=== Data rows ===

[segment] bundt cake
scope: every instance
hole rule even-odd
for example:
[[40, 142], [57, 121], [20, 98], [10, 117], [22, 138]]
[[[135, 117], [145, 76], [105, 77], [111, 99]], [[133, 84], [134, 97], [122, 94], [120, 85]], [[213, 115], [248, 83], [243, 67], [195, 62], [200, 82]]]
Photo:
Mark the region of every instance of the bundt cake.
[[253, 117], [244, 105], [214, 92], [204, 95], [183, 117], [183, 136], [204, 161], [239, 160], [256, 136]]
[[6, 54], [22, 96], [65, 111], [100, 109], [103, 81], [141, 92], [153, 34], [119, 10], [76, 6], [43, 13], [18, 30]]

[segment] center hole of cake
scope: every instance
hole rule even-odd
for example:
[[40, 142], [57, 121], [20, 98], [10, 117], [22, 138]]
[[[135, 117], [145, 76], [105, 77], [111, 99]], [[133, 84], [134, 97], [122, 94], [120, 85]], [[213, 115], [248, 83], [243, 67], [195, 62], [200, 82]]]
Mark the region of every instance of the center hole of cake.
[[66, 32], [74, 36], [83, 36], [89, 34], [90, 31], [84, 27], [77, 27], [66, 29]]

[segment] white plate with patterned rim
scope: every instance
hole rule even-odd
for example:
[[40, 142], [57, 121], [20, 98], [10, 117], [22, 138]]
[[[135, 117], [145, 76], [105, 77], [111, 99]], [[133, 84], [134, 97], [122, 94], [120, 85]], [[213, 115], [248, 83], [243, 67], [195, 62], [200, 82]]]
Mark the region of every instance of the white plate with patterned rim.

===

Task to carry out:
Pull out every line of the listing that contains the string "segment", matching case exactly.

Written solution:
[segment] bundt cake
[segment] center hole of cake
[segment] white plate with patterned rim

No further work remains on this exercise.